[What this task involves]: Your answer is the listing, printed exactly as given.

[Records to use]:
◇ ◇ ◇

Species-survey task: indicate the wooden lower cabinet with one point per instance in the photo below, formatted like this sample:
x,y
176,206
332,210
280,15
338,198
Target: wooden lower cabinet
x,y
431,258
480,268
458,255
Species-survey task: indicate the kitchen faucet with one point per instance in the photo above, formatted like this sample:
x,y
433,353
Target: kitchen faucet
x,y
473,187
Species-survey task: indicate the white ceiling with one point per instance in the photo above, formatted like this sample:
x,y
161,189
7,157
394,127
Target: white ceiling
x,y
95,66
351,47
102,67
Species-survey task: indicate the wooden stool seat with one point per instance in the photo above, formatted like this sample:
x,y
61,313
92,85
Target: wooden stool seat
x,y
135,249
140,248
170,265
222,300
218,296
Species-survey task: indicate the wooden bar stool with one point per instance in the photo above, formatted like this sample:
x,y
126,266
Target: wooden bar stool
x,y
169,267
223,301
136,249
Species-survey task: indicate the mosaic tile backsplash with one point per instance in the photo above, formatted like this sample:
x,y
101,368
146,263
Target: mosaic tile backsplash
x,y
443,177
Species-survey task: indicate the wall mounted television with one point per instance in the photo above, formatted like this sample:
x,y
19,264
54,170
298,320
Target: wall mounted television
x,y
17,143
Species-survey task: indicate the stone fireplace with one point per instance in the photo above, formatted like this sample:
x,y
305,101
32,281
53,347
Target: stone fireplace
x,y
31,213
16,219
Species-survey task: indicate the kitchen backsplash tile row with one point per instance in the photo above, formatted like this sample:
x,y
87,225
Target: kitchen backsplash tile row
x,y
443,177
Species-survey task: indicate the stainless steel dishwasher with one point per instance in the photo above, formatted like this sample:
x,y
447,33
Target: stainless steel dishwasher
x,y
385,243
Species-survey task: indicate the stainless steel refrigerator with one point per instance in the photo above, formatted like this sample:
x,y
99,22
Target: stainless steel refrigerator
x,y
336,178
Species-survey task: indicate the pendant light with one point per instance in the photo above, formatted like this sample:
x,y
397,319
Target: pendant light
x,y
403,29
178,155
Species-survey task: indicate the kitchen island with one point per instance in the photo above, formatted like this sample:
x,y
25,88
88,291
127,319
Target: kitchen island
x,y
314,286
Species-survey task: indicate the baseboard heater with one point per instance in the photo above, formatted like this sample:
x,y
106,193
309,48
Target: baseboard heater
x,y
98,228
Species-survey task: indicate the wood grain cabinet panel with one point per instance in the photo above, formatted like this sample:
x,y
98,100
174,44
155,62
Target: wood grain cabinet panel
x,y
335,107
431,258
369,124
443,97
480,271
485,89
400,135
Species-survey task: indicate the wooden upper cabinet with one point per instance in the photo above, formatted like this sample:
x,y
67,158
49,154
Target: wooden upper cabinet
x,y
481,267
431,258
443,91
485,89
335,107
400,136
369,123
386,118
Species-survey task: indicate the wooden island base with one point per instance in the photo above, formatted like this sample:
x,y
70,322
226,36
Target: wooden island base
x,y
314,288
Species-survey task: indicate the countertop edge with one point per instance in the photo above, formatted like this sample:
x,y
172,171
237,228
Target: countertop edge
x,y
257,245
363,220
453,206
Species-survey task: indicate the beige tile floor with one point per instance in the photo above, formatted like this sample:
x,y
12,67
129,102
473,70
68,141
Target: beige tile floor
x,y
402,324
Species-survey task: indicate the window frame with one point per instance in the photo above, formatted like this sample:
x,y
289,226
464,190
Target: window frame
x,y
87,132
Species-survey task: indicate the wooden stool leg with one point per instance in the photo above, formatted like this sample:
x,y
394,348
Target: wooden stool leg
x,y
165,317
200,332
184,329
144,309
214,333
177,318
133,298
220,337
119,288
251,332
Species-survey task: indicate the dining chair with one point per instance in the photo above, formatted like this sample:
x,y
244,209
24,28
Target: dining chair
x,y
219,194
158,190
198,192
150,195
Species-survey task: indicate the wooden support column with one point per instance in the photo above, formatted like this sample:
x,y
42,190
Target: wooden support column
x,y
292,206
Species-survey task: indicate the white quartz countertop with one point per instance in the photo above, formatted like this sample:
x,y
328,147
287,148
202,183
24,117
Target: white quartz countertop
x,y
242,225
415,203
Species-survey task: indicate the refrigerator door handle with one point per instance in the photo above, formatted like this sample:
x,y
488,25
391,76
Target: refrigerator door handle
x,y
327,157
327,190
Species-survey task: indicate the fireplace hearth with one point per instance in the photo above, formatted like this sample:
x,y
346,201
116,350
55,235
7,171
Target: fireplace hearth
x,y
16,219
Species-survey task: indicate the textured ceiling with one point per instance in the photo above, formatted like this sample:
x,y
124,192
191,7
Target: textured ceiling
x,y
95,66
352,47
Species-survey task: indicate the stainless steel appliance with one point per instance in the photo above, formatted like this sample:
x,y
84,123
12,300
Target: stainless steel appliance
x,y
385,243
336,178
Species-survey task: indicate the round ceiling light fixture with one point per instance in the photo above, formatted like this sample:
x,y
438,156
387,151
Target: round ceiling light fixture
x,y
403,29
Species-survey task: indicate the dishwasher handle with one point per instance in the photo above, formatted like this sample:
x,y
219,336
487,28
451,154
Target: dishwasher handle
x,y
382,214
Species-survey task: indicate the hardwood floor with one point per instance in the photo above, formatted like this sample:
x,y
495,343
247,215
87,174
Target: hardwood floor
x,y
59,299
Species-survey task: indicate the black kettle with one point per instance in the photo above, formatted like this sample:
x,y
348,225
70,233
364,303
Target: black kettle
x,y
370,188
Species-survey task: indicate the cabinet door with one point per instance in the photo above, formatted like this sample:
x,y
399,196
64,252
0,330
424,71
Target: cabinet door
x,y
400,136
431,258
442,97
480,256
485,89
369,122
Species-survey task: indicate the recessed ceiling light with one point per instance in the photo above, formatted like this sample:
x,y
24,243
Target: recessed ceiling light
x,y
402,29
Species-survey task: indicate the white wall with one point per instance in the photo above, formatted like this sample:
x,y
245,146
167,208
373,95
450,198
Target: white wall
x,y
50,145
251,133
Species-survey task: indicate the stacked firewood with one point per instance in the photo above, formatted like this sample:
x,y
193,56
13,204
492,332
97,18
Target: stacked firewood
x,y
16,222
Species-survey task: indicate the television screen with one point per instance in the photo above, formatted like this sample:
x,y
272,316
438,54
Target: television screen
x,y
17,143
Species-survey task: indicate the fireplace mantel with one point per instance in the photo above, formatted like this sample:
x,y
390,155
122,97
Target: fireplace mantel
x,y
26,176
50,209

◇ ◇ ◇

[Response]:
Species-survey task: indicate the wooden lower cabinet with one point per instance in the photo below, formatted like this sample:
x,y
176,206
332,210
280,15
338,198
Target: wooden lower cabinet
x,y
431,258
480,268
458,255
Species-survey task: indicate the kitchen faucet with one point per instance in the photo above, formatted like this sample:
x,y
433,353
Target: kitchen faucet
x,y
473,187
Species-survey task: indicate the white ceiling with one point per instance in the photo above, formatted like this sample:
x,y
161,189
7,157
394,127
Target: white ceiling
x,y
95,66
351,47
102,67
Species-survey task: indicate the wooden stool seat with one point per instance in the photo above, formatted like this sample:
x,y
61,313
92,85
Target: wooden stool seat
x,y
135,249
140,248
170,265
222,300
218,296
Species-survey task: indicate the wooden bar stool with one point per instance in the photo above, formatted like this sample:
x,y
126,266
Target: wooden bar stool
x,y
169,267
223,301
136,249
Species-survey task: indicate the mosaic tile backsplash with one point per instance in the photo above, formatted like this sample:
x,y
101,368
146,263
Target: mosaic tile backsplash
x,y
443,177
Species-survey task: indicate the wall mounted television with one point per instance in the photo above, formatted like this sample:
x,y
19,264
54,170
298,320
Target: wall mounted television
x,y
17,143
Species-survey task: indicate the stone fireplace with one point per instance in the photo above, formatted like this sample:
x,y
305,101
32,281
53,347
Target: stone fireplace
x,y
31,213
16,219
Species-survey task: indicate the kitchen backsplash tile row with one point per instance in the photo above, formatted like this sample:
x,y
87,225
Target: kitchen backsplash tile row
x,y
443,177
Species-survey task: indicate the stainless steel dishwasher with one point per instance in the photo above, formatted like this sample:
x,y
447,33
Target: stainless steel dishwasher
x,y
385,243
Species-survey task: indicate the stainless steel refrigerator with one point per instance in the photo above, formatted like this sample:
x,y
99,22
Target: stainless steel refrigerator
x,y
336,178
Species-survey task: indicate the pendant light with one point per instance in the photo above, formatted like this sample:
x,y
397,319
Target: pendant light
x,y
403,29
178,155
Species-survey task: indicate the kitchen island with one point per instance in the photo above, formatted like this sample:
x,y
25,88
88,291
127,319
Target: kitchen island
x,y
314,286
Species-survey task: indicate the baseboard heater with one point per instance in the photo above, formatted like this sample:
x,y
106,193
309,48
Target: baseboard heater
x,y
98,228
Species-survey task: indicate the wood grain cabinet panel with one point per instance in the photo above, formatted like this sample:
x,y
98,100
174,44
155,62
Target: wood grain cabinet panel
x,y
335,107
431,258
369,124
443,97
480,271
485,89
400,135
Species-survey task: indicate the wooden upper cabinet with one point per instance in the photo above, formatted like this sample:
x,y
67,158
49,154
Target: wooden upper cabinet
x,y
481,267
431,258
443,91
485,89
335,107
400,136
369,123
386,118
Species-survey task: indicate the wooden island base with one point per instance in the photo above, formatted like this sample:
x,y
70,322
226,36
Target: wooden island base
x,y
314,288
Species-survey task: indicate the countertop edge with one point per instance in the photo above, formatted like this sample:
x,y
172,171
237,228
Target: countertop edge
x,y
257,245
363,220
453,206
Species-survey task: indicate the beige tile floor with one point per instance in the photo above, formatted like this sample:
x,y
12,67
129,102
473,70
68,141
Target: beige tile floor
x,y
402,324
Species-survey task: indicate the window frame with one point per instance in the photo above, formatted like this sample:
x,y
289,226
464,190
Target: window frame
x,y
87,132
Species-survey task: indicate the wooden stool leg with one point per instance in the photo above, formatted like this sample:
x,y
394,348
Target: wooden stool leg
x,y
165,317
200,332
184,329
144,309
214,333
177,318
133,298
220,337
119,288
251,332
Species-survey task: indicate the dining chair with one point per instance in the photo above, formatted like this sample:
x,y
244,209
24,28
Target: dining chair
x,y
219,194
158,190
198,192
150,195
Species-survey task: indicate the wooden support column with one point per instance in the photo above, formatted like this sample:
x,y
42,190
Target: wooden support column
x,y
292,206
Species-survey task: indicate the white quartz countertop with one point per instance in the photo above, formatted like this sample:
x,y
328,147
287,148
202,183
24,117
Target: white quartz countertop
x,y
242,225
415,203
Species-survey task: indicate the refrigerator door handle with one point per instance in the photo above, formatted like this sample:
x,y
488,25
391,76
Target: refrigerator door handle
x,y
327,157
327,190
Species-survey task: indicate the fireplace hearth with one point per instance in the photo above, formatted like this sample:
x,y
346,201
116,350
55,235
7,171
Target: fireplace hearth
x,y
16,219
Species-survey task: indicate the textured ceiling with one point per instance in the photo above, formatted like this sample:
x,y
124,192
191,7
Target: textured ceiling
x,y
95,66
352,47
Species-survey task: indicate the stainless steel appliance with one point per instance in the photo above, formatted like this sample:
x,y
84,123
12,300
Target: stainless steel appliance
x,y
385,243
336,178
Species-survey task: indicate the round ceiling light fixture with one point per instance in the photo above, formatted like this sample:
x,y
438,156
387,151
Target: round ceiling light fixture
x,y
403,29
Species-survey task: indicate the dishwasher handle with one point per instance in the photo above, formatted like this sample:
x,y
219,336
487,28
451,154
Target: dishwasher handle
x,y
382,214
Species-survey task: indicate the hardwood floor with one point per instance in the photo above, formatted like this sample:
x,y
495,343
247,215
87,174
Target: hardwood floor
x,y
59,299
Species-survey task: indicate the black kettle with one point per instance in the photo above, formatted like this sample:
x,y
348,225
70,233
364,303
Target: black kettle
x,y
370,188
Species-survey task: indicate the cabinet door with one point per instance in the photo above, formatted like this sample:
x,y
399,196
64,252
0,330
424,71
Target: cabinet door
x,y
400,136
431,258
442,97
480,256
485,89
369,122
Species-survey task: indicate the recessed ceiling light with one point per instance in the photo above, formatted like this sample:
x,y
24,243
Target: recessed ceiling light
x,y
402,29
Species-survey task: indicate the white wall with one point per instance in the photo above, formatted like this sample:
x,y
245,146
167,208
373,95
450,198
Target: white wall
x,y
50,145
251,133
Species-survey task: indicate the stacked firewood with one point per instance in the photo above, formatted like this sample:
x,y
193,56
13,204
492,332
97,18
Target: stacked firewood
x,y
16,222
Species-survey task: indicate the television screen with one point per instance in the photo above, formatted like this sample:
x,y
272,316
438,54
Target: television screen
x,y
17,143
Species-survey task: indicate the fireplace mantel with one point per instance in the photo above, formatted like this sample:
x,y
390,155
122,97
Target: fireplace mantel
x,y
26,176
50,209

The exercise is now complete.